(Required action):
Which lines in the records below contain the word "evergreen"? Copy each one out.
==========
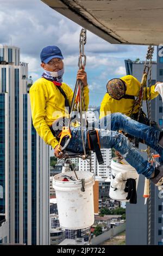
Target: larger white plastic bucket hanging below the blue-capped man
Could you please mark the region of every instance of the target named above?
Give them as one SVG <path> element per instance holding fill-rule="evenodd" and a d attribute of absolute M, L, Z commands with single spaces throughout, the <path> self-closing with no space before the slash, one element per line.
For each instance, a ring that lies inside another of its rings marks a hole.
<path fill-rule="evenodd" d="M 83 229 L 94 223 L 93 184 L 95 180 L 90 172 L 60 173 L 53 177 L 53 188 L 56 192 L 60 226 L 65 229 Z M 72 176 L 75 181 L 62 181 L 62 175 Z M 85 192 L 81 190 L 85 179 Z"/>

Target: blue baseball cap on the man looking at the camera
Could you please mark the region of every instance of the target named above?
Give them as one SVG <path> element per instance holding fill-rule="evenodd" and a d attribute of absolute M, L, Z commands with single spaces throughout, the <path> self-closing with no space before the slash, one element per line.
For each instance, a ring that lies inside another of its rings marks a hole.
<path fill-rule="evenodd" d="M 47 46 L 42 49 L 40 53 L 41 62 L 48 63 L 53 58 L 64 59 L 62 56 L 60 48 L 55 45 Z"/>

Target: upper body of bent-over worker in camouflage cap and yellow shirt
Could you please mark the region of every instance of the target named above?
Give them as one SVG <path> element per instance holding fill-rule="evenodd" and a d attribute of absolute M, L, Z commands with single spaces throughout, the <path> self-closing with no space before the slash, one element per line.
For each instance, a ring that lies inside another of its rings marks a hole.
<path fill-rule="evenodd" d="M 137 120 L 140 105 L 139 102 L 137 102 L 135 106 L 134 104 L 136 97 L 139 96 L 140 87 L 140 82 L 131 75 L 111 79 L 106 85 L 107 93 L 104 95 L 101 103 L 99 118 L 107 115 L 107 112 L 121 112 L 122 114 L 126 114 L 128 117 Z M 151 99 L 154 99 L 159 95 L 158 92 L 154 91 L 154 85 L 151 88 L 148 87 L 147 92 L 146 89 L 143 91 L 143 100 L 146 100 L 146 94 L 147 100 L 149 100 L 149 90 L 151 91 Z M 141 119 L 144 119 L 145 124 L 148 124 L 148 120 L 143 117 L 143 115 L 145 116 L 145 113 L 143 113 L 141 109 L 140 123 L 144 123 L 143 120 L 141 121 Z"/>

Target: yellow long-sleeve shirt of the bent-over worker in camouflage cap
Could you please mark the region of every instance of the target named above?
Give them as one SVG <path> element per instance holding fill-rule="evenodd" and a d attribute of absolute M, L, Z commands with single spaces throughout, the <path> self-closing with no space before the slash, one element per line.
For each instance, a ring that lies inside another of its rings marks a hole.
<path fill-rule="evenodd" d="M 131 75 L 123 76 L 121 79 L 126 82 L 127 90 L 126 94 L 137 96 L 140 92 L 140 82 Z M 149 99 L 149 89 L 147 88 L 147 99 Z M 151 99 L 154 99 L 158 96 L 157 92 L 154 92 L 154 86 L 151 87 Z M 143 100 L 146 100 L 146 92 L 143 93 Z M 101 108 L 100 108 L 100 116 L 99 118 L 104 117 L 105 115 L 110 113 L 121 112 L 122 114 L 130 115 L 131 110 L 134 105 L 134 100 L 131 99 L 121 99 L 115 100 L 106 93 L 103 97 Z M 137 113 L 139 111 L 139 105 L 135 106 L 133 113 Z M 107 113 L 108 112 L 108 113 Z"/>

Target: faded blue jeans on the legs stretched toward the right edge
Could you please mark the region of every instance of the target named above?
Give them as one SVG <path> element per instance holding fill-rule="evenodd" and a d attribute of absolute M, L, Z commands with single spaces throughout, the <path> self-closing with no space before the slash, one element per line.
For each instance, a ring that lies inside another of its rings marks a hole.
<path fill-rule="evenodd" d="M 101 148 L 115 148 L 137 170 L 137 173 L 145 175 L 148 179 L 151 178 L 154 167 L 143 159 L 140 153 L 128 142 L 126 136 L 118 133 L 117 130 L 122 130 L 143 139 L 147 145 L 158 151 L 161 159 L 163 159 L 162 148 L 158 146 L 160 131 L 145 124 L 140 124 L 121 113 L 107 115 L 92 125 L 98 129 Z M 72 127 L 71 135 L 72 139 L 67 149 L 82 153 L 83 145 L 80 127 Z M 86 148 L 88 148 L 86 129 L 84 130 L 84 140 Z"/>

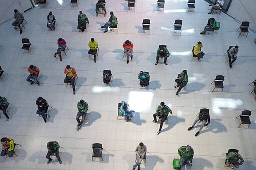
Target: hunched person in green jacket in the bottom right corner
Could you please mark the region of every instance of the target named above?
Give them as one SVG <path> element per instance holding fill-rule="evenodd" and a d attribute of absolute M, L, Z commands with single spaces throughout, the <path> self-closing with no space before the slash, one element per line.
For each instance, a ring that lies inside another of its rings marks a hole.
<path fill-rule="evenodd" d="M 239 162 L 240 160 L 240 162 Z M 231 169 L 233 169 L 233 166 L 235 168 L 239 168 L 239 165 L 243 164 L 243 159 L 240 156 L 240 154 L 235 153 L 235 152 L 229 152 L 226 155 L 226 166 L 229 167 L 231 166 Z"/>

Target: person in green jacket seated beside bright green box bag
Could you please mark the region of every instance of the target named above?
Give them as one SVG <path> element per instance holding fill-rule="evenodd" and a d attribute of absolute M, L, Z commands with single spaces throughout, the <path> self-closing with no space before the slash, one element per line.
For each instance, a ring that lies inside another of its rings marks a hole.
<path fill-rule="evenodd" d="M 178 155 L 180 156 L 180 159 L 179 159 L 180 167 L 184 165 L 187 165 L 189 167 L 192 166 L 194 150 L 189 145 L 181 146 L 178 149 Z"/>

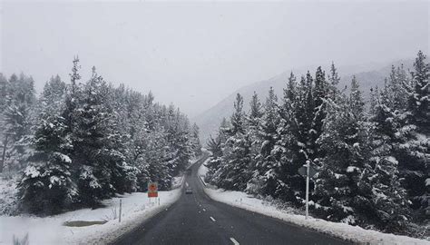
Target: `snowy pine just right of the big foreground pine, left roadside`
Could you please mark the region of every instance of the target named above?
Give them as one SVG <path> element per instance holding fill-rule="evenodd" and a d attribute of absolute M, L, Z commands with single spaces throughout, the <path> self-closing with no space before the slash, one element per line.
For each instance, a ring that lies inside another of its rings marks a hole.
<path fill-rule="evenodd" d="M 79 166 L 75 173 L 80 201 L 85 205 L 127 191 L 124 181 L 131 181 L 125 178 L 133 170 L 125 162 L 122 136 L 115 128 L 111 92 L 93 67 L 92 78 L 83 85 L 73 110 L 72 160 Z"/>

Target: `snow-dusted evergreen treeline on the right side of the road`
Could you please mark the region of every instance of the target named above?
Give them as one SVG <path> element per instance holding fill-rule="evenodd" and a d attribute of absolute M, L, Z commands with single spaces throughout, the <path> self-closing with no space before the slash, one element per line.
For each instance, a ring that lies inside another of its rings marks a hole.
<path fill-rule="evenodd" d="M 382 88 L 365 103 L 354 77 L 339 90 L 332 64 L 299 79 L 291 73 L 279 100 L 254 93 L 243 111 L 238 93 L 230 120 L 221 122 L 208 147 L 208 181 L 220 188 L 271 196 L 303 207 L 307 161 L 318 174 L 311 185 L 314 215 L 405 232 L 428 220 L 429 71 L 419 52 L 414 71 L 392 67 Z"/>

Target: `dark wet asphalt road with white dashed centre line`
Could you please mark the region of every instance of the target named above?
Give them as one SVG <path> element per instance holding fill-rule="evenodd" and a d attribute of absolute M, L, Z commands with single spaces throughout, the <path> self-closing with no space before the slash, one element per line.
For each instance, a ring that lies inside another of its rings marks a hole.
<path fill-rule="evenodd" d="M 114 245 L 132 244 L 349 244 L 282 220 L 212 201 L 197 177 L 200 162 L 185 175 L 192 194 L 178 201 Z"/>

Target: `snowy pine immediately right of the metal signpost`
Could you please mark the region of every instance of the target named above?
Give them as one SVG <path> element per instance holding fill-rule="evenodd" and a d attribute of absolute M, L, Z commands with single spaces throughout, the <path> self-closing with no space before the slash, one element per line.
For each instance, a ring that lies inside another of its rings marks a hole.
<path fill-rule="evenodd" d="M 355 77 L 348 98 L 335 94 L 327 100 L 327 119 L 318 139 L 326 156 L 319 162 L 315 208 L 327 220 L 357 224 L 366 214 L 359 209 L 367 197 L 359 188 L 369 157 L 364 102 Z"/>

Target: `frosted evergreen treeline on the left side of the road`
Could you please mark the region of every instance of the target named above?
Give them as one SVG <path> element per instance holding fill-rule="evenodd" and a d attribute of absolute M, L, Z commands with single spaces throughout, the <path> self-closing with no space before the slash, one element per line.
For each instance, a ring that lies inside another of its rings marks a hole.
<path fill-rule="evenodd" d="M 148 181 L 169 190 L 200 154 L 199 129 L 179 109 L 114 87 L 94 67 L 83 81 L 78 62 L 71 83 L 57 75 L 38 98 L 31 77 L 0 77 L 5 171 L 23 172 L 23 211 L 95 207 L 115 193 L 146 191 Z"/>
==========
(Reply to the exercise):
Target: `snow-dusted evergreen treeline on the right side of the road`
Target: `frosted evergreen treeline on the left side of the road`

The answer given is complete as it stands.